#### TASK REQUIREMENTS:
Only the lines from the line holding "Please tag every instance of the wooden" to the last line should be output, each exactly as given.

------------------------------------------------------------

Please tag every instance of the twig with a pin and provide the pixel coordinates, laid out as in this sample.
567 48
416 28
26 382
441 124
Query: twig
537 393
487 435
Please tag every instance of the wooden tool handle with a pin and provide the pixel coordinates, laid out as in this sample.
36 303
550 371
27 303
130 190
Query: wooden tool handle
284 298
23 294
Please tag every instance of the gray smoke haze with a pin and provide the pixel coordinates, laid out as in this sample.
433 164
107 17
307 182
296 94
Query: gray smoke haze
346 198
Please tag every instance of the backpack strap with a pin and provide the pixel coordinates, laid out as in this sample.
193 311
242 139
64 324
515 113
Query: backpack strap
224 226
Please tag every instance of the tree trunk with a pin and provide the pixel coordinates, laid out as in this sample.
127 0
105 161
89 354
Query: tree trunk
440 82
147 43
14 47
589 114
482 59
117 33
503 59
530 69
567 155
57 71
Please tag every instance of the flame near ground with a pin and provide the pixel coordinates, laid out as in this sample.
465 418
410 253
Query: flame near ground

------------------------------------------------------------

#### THE REPLY:
Please tag every instance of the wooden tool handle with a pin and provide the pixel coordinates, laid out as in this sample.
36 303
550 371
27 303
130 190
Query: wooden tool handle
284 298
23 294
Please tag every instance of the gray smoke haze with a pin and provide the pixel coordinates, laid out as in this sample.
433 164
107 17
307 182
296 94
Query: gray smoke haze
346 198
Please tag every instance of the backpack strap with a pin and provide the pixel coordinates, laid out as in this sample.
193 311
242 139
64 324
515 113
Query: backpack strap
224 226
Please tag every instance of the tree trunk with a pin and provide the pixel coordinates, laid out as in this sample.
127 0
105 161
89 354
Query: tree trunk
440 82
147 43
14 47
589 114
482 59
117 33
503 59
530 69
567 155
57 71
Please tag every instance of the flame near ground with a pin and provide the pixel coordinates, laid out as in this sample.
465 418
410 253
Query: flame near ground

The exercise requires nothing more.